Dataset records on where objects are located:
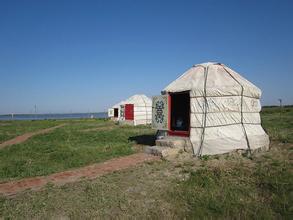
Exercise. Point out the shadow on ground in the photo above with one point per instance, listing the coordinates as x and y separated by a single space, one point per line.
144 139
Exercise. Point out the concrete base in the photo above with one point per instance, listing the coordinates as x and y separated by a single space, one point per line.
175 142
163 152
170 146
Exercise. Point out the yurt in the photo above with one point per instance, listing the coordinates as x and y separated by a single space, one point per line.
214 107
114 111
136 110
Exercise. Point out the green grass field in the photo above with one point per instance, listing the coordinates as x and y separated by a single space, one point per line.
228 186
78 143
11 129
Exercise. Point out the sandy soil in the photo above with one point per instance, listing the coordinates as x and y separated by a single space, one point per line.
24 137
88 172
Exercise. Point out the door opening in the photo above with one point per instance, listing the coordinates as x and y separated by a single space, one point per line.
129 111
180 114
115 112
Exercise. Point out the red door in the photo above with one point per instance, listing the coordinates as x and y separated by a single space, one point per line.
129 113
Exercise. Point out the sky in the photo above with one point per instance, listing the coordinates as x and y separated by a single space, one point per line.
85 56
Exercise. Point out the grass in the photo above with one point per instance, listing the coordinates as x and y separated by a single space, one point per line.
278 122
216 187
78 143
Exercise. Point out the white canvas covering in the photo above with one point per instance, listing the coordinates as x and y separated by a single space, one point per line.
142 109
224 109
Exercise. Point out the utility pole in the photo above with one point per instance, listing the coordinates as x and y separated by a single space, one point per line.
280 100
35 111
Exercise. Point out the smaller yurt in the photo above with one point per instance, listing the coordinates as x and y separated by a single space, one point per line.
114 111
213 108
136 110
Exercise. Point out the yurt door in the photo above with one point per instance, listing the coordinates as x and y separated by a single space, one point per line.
160 112
129 112
180 114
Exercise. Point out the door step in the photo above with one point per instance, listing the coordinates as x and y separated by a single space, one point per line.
163 151
174 142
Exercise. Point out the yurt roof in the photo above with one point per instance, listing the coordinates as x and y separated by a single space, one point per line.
118 104
213 79
139 99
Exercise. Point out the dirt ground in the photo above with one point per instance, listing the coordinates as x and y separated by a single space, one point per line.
24 137
88 172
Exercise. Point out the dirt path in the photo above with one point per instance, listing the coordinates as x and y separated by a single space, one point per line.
24 137
88 172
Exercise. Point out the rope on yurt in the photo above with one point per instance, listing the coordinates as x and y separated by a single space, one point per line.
199 151
242 91
145 110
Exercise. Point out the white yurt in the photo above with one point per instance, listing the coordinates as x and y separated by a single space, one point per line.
136 110
213 106
114 111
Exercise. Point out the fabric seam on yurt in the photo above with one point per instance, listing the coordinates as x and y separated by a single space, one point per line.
206 70
241 108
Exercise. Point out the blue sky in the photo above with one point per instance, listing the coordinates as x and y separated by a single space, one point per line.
80 56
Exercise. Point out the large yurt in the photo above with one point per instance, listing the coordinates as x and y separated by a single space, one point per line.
114 111
136 110
214 107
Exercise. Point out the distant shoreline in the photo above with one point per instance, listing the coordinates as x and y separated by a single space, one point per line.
54 116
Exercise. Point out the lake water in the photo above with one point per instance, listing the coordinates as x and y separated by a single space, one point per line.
53 116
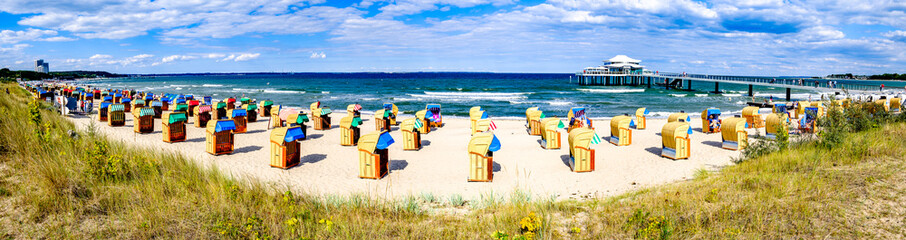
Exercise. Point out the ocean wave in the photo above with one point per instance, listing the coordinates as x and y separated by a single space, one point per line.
598 90
283 91
460 96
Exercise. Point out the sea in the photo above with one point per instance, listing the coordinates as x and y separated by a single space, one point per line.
502 95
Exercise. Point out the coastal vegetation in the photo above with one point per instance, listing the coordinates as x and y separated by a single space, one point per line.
60 182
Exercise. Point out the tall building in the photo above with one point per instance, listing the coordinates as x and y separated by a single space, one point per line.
41 66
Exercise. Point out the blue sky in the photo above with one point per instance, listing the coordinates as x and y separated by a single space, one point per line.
745 37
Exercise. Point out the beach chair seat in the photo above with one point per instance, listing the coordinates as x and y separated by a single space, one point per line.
581 155
711 120
349 130
733 133
620 132
481 156
286 151
143 120
373 151
675 140
174 126
219 137
550 137
239 117
411 137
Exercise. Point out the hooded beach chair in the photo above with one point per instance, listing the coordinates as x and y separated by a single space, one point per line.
481 156
174 126
275 121
775 123
158 107
412 139
116 115
102 111
219 111
578 119
474 115
219 136
354 110
239 116
349 130
374 161
393 111
675 117
265 107
550 134
202 115
733 133
675 140
620 130
753 117
252 112
320 116
711 120
382 120
641 122
581 155
424 127
434 116
533 120
285 148
143 120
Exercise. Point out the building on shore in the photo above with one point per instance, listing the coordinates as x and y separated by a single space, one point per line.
41 66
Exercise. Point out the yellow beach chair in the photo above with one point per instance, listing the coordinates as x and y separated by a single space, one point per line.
641 122
733 133
481 156
675 117
219 136
412 140
373 155
776 123
675 140
349 130
753 117
581 155
239 115
116 115
711 120
143 120
620 133
174 126
420 116
550 136
285 147
534 120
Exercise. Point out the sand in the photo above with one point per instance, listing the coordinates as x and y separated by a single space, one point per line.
441 166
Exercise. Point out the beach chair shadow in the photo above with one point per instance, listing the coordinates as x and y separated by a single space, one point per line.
654 150
255 131
713 144
565 159
312 158
247 149
398 164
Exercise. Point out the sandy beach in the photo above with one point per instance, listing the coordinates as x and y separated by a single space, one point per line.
441 166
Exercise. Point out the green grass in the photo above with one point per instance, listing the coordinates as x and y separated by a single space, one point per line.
56 186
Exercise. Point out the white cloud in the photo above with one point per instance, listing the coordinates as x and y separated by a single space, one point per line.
317 55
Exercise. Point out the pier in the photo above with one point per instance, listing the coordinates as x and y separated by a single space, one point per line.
624 71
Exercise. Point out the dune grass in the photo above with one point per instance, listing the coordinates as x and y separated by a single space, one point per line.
56 182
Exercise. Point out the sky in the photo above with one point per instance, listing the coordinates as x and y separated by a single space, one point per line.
738 37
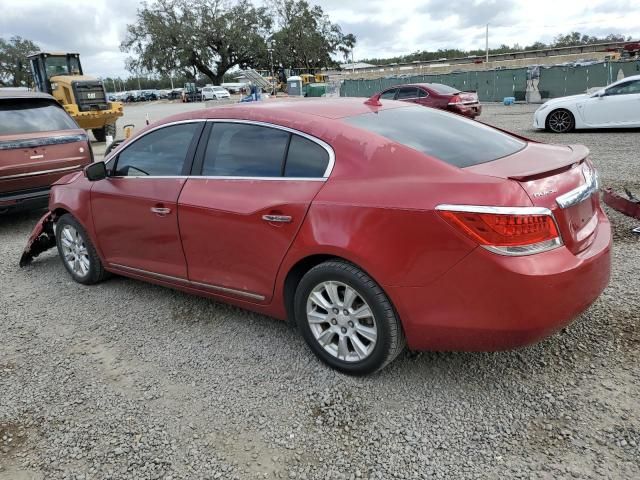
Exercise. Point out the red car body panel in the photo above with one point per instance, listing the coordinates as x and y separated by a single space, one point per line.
128 231
377 209
241 251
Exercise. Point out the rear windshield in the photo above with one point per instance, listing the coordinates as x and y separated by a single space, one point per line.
443 89
31 116
446 136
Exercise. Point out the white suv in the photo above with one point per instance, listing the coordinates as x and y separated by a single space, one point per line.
215 93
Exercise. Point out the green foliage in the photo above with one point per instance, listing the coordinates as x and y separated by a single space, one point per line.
210 37
14 66
307 38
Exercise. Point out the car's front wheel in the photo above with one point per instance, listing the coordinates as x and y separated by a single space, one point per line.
560 121
78 254
346 318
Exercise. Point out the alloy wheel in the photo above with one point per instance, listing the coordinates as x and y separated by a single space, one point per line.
341 321
74 251
560 121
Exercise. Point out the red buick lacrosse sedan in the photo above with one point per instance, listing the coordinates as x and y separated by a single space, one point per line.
370 226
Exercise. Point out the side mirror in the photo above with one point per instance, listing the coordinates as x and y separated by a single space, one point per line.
96 171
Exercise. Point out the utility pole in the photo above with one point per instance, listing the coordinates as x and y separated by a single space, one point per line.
487 45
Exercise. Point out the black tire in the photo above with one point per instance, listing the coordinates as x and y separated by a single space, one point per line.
390 339
95 272
100 134
560 121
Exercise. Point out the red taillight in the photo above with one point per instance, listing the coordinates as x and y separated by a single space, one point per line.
511 231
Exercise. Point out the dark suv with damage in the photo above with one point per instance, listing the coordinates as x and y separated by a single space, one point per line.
39 143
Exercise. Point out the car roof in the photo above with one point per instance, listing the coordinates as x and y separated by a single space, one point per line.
9 93
423 84
288 110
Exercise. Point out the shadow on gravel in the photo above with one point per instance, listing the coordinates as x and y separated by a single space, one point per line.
11 221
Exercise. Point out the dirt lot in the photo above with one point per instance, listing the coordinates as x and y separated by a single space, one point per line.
129 380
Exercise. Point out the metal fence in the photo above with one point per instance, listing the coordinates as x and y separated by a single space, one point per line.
492 85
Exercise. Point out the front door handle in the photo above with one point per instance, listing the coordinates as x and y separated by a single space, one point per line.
162 211
277 218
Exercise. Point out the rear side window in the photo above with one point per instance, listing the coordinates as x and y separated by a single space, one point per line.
305 159
445 136
389 94
32 116
241 150
159 153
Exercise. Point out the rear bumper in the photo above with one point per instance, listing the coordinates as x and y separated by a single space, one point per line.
489 302
27 200
471 111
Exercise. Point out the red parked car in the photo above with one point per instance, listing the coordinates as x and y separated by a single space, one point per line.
39 143
367 225
435 95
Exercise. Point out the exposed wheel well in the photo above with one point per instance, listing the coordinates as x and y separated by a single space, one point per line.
295 275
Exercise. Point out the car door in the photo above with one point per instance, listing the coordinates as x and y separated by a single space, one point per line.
619 106
240 216
408 94
135 207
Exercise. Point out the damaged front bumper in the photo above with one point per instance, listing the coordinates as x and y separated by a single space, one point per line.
42 238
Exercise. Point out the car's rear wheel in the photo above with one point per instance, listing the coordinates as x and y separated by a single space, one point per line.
346 318
560 121
78 254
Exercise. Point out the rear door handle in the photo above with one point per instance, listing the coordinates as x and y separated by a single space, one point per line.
161 210
277 218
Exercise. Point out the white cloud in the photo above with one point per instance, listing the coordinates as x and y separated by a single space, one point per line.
383 27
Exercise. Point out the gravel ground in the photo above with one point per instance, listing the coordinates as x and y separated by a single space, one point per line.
126 380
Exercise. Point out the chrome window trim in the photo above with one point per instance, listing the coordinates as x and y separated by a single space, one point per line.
187 283
117 151
317 141
40 172
322 143
582 192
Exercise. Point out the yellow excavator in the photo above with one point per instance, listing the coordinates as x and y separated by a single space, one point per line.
83 97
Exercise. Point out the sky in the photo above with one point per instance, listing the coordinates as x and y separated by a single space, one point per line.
383 28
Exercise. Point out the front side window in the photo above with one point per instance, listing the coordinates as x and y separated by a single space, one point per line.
243 150
160 153
627 88
31 116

Task to carry out ▸ Add -76 to every coordinate in the answers for the part that opens with the line containing "Exercise. Point out the damaged" and runs through the end of the records, and reproduce all of those lines with every other line unchanged.

The result ▸
Exercise. Point out the damaged front bumper in the photo above with one point per instance, listing the coordinates as x and y separated by a single space, one point per line.
-34 162
Exercise. Point out the car's rear wheel in the photo above with one point per instance, listing the coordinates as x and y separated by a single space, one point per line.
270 242
484 45
2 178
Exercise. Point out the rear door handle in the photo above with one point per instance, listing the coordinates as x and y separated by a single space, one point per line.
85 134
201 142
Exercise. Point out the white cloud in the photo above with one point per instance, listing the coordinates as x and y separated by a single space, one point per line.
307 -49
Exercise. Point out the gravel ground in the photo above with one point per instance, listing the coordinates as x and y separated by a single space, one point per line.
50 304
Exercise. Point out the chrome window trim in the photo above with one point per instance, listing the coordinates as x and y separated by a single space, one point per line.
111 207
41 75
241 65
-36 96
246 67
506 116
Exercise. Point out the yellow excavator in the photo above with one point per instance, listing the coordinates as x and y separated by a single space, one point per line.
7 21
Exercise. Point out the sky in the photo above with one point per instance, listing the coordinates as x and y separated by a single space, one point per line.
307 -48
Exercise. Point out the front side window in the photo above with one point per instance, listing the coordinates as x and y separated by a single space, one point per line.
167 74
84 77
551 12
-45 40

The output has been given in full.